_What this task involves:_ From the first line to the last, write out the records exactly, leaving out images.

_Record extracts:_

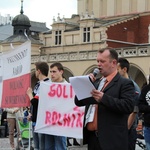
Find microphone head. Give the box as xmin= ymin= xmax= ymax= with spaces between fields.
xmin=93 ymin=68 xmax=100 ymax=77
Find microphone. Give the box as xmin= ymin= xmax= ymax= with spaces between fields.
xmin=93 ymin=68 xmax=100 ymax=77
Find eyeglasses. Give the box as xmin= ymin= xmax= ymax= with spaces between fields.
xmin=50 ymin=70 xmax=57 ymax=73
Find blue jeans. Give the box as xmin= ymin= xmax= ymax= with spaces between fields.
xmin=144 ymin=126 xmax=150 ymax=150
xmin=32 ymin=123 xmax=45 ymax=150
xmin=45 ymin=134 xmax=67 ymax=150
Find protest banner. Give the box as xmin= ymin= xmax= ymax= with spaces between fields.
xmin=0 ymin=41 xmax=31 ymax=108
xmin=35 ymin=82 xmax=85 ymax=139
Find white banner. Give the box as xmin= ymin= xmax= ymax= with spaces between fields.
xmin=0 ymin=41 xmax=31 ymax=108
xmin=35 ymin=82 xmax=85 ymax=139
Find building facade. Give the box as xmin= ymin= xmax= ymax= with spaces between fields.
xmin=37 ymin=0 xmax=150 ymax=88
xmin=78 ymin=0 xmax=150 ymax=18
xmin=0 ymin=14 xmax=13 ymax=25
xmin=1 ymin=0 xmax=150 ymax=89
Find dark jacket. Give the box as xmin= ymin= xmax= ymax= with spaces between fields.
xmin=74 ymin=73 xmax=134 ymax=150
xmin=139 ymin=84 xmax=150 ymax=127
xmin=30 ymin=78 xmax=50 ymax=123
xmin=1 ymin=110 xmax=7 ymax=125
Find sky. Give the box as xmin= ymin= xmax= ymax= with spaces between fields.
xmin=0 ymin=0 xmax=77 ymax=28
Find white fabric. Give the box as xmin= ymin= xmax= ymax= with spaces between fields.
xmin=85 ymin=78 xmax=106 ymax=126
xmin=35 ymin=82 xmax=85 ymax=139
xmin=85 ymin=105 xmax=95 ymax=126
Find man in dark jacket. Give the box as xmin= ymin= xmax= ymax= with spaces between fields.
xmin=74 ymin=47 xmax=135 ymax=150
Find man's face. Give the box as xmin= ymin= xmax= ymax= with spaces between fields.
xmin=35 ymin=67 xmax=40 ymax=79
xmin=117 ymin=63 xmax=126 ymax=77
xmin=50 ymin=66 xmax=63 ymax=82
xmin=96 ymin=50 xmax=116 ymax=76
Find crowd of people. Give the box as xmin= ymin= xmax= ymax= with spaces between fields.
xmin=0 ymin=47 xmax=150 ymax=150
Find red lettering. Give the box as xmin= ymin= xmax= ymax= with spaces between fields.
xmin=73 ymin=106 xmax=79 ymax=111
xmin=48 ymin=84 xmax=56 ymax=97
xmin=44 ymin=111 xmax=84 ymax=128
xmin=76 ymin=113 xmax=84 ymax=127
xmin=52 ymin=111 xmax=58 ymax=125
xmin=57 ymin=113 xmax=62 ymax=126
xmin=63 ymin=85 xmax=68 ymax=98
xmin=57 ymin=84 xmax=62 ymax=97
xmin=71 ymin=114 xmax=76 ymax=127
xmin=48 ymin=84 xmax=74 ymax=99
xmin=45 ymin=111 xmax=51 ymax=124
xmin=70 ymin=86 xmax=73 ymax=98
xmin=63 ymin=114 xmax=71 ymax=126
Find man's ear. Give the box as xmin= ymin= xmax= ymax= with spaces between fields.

_Result of the exercise:_
Find microphone head. Give the box as xmin= ymin= xmax= ymax= with spaces between fields.
xmin=93 ymin=68 xmax=100 ymax=77
Find microphone. Give the box as xmin= ymin= xmax= ymax= with spaces between fields.
xmin=93 ymin=68 xmax=100 ymax=77
Find eyeglasses. Give the box as xmin= ymin= xmax= ymax= with spaces between fields.
xmin=50 ymin=70 xmax=57 ymax=73
Find blue jeans. Give the box as xmin= ymin= xmax= ymax= with spaces between fields.
xmin=144 ymin=126 xmax=150 ymax=150
xmin=32 ymin=123 xmax=45 ymax=150
xmin=45 ymin=134 xmax=67 ymax=150
Find protest banner. Give the box as xmin= ymin= xmax= ymax= with spaces between fields.
xmin=0 ymin=41 xmax=31 ymax=108
xmin=35 ymin=82 xmax=85 ymax=139
Find white banner. Give the box as xmin= ymin= xmax= ymax= with spaces between fields.
xmin=0 ymin=41 xmax=31 ymax=108
xmin=35 ymin=82 xmax=85 ymax=139
Find building facade. Give the box as xmin= ymin= xmax= ymax= with spaces between fields.
xmin=37 ymin=0 xmax=150 ymax=88
xmin=78 ymin=0 xmax=150 ymax=18
xmin=0 ymin=14 xmax=13 ymax=25
xmin=1 ymin=0 xmax=150 ymax=89
Find dark jacket. Give the box as xmin= ymin= xmax= ymax= with spaces between fields.
xmin=74 ymin=73 xmax=134 ymax=150
xmin=139 ymin=84 xmax=150 ymax=127
xmin=30 ymin=78 xmax=50 ymax=123
xmin=1 ymin=110 xmax=7 ymax=125
Find sky. Give the box as xmin= ymin= xmax= ymax= with spaces between fields.
xmin=0 ymin=0 xmax=77 ymax=28
Find white fabric. Give the box as xmin= ymin= xmax= ymax= with spaces between fields.
xmin=85 ymin=78 xmax=106 ymax=126
xmin=35 ymin=82 xmax=85 ymax=139
xmin=85 ymin=105 xmax=95 ymax=126
Find man in dark jacket. Give the box as xmin= ymin= xmax= ymax= with spaces between fields.
xmin=74 ymin=47 xmax=135 ymax=150
Find man's face. Give the box as xmin= ymin= xmax= ymax= with spaces between fields.
xmin=35 ymin=67 xmax=40 ymax=79
xmin=117 ymin=63 xmax=126 ymax=77
xmin=50 ymin=66 xmax=63 ymax=82
xmin=96 ymin=50 xmax=116 ymax=76
Find crowd of people. Give the box as xmin= ymin= xmax= ymax= with spaces between fields.
xmin=0 ymin=47 xmax=150 ymax=150
Find red lettering. Give the box as xmin= ymin= xmax= ymax= with spaces between fields.
xmin=73 ymin=106 xmax=79 ymax=111
xmin=48 ymin=84 xmax=56 ymax=97
xmin=44 ymin=111 xmax=84 ymax=128
xmin=76 ymin=113 xmax=84 ymax=127
xmin=52 ymin=111 xmax=58 ymax=125
xmin=57 ymin=113 xmax=62 ymax=126
xmin=63 ymin=85 xmax=68 ymax=98
xmin=57 ymin=84 xmax=62 ymax=97
xmin=71 ymin=114 xmax=76 ymax=127
xmin=48 ymin=84 xmax=74 ymax=99
xmin=45 ymin=111 xmax=51 ymax=124
xmin=70 ymin=86 xmax=73 ymax=98
xmin=63 ymin=114 xmax=71 ymax=126
Find man's ear. Give the box as xmin= ymin= xmax= ymax= with spaces between fields.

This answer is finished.